#### Provided information ####

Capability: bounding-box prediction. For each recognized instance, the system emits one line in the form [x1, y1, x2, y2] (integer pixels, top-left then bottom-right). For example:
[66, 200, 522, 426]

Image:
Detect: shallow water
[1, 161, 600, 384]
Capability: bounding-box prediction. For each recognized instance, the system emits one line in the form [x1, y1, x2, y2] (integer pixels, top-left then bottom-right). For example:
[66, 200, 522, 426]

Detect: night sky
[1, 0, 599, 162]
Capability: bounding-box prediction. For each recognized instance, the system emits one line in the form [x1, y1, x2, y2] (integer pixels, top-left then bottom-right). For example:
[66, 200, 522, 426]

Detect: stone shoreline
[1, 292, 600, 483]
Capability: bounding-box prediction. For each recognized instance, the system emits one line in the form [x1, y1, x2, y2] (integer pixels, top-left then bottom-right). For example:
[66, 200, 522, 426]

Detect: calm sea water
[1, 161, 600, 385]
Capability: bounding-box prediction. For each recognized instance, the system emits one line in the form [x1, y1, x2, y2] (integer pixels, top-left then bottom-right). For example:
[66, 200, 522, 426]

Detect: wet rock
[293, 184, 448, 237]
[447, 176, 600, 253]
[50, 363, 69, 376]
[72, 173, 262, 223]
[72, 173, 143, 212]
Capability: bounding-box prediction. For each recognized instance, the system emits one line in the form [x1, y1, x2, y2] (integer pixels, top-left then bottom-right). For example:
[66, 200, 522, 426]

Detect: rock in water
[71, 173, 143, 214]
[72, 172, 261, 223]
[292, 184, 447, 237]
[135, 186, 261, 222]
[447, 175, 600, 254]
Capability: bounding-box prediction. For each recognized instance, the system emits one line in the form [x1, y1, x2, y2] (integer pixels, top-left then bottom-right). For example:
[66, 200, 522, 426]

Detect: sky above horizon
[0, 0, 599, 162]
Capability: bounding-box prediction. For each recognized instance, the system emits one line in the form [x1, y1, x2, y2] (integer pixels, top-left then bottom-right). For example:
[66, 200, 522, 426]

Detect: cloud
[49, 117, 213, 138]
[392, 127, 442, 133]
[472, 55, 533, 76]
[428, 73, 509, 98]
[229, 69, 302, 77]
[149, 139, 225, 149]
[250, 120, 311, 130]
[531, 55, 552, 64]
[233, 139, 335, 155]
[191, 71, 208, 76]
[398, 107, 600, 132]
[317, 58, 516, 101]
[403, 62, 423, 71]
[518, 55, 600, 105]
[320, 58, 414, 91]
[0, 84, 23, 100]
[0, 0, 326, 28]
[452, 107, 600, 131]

####

# [What you will do]
For each record above, print an exact copy.

# [Result]
Capability: bounding-box prediction. For each recognized instance, the system emits one line in the form [x1, y1, x2, y2] (integer pixels, top-left then bottom-right). For example:
[66, 200, 522, 426]

Image:
Detect: shallow water
[1, 161, 600, 384]
Capability: bounding-box prediction. For each recognized instance, the system emits one line in the form [x1, y1, x2, y2] (integer pixels, top-left then bottom-right). For example:
[66, 200, 522, 426]

Detect: night sky
[1, 0, 599, 162]
Capability: bounding-box prediction. For each recognized instance, the system emits one line in the form [x1, y1, x2, y2] (integer pixels, top-left then bottom-right). For example:
[66, 200, 522, 426]

Detect: stone shoreline
[1, 292, 600, 483]
Capability: bounding-box prediction. For each recognized instance, the system emits one line in the form [x1, y1, x2, y2] (integer pixels, top-left then bottom-right). For example:
[66, 200, 522, 426]

Detect: calm sea water
[1, 161, 600, 385]
Capability: bounding-box prediction. For each recognized instance, the system emits one line in the form [x1, y1, x2, y2] (integer pixels, top-left then bottom-right). For example:
[66, 200, 522, 426]

Detect: wet rock
[293, 184, 448, 237]
[447, 176, 600, 253]
[50, 363, 69, 376]
[72, 173, 262, 223]
[72, 173, 143, 212]
Capability: bounding-box prediction. For each recognized instance, the system emits one line in the form [x1, y1, x2, y2] (integer pixels, top-left then bottom-right). For example:
[66, 200, 522, 426]

Detect: rock in water
[71, 173, 143, 214]
[72, 172, 261, 223]
[292, 184, 447, 237]
[135, 186, 261, 222]
[447, 175, 600, 254]
Capability: bounding-box prediction. For each recognized instance, the system emits one line in the form [x1, y1, x2, y2] (integer pixels, top-left then bottom-right). For example:
[66, 200, 522, 426]

Detect: sky above horizon
[0, 0, 599, 162]
Capability: bounding-box prediction. For each recognized instance, the system emits one line in the form [x1, y1, x2, y2] (integer pixels, top-left then bottom-right). For example:
[66, 200, 522, 426]

Detect: cloud
[49, 117, 213, 138]
[392, 127, 442, 133]
[472, 55, 533, 76]
[428, 73, 509, 98]
[229, 69, 302, 77]
[149, 139, 225, 149]
[250, 120, 311, 130]
[531, 55, 552, 64]
[233, 139, 335, 155]
[191, 71, 208, 76]
[398, 107, 600, 132]
[317, 58, 516, 101]
[403, 62, 423, 71]
[518, 55, 600, 105]
[320, 58, 414, 91]
[0, 84, 23, 100]
[0, 0, 326, 28]
[452, 107, 600, 131]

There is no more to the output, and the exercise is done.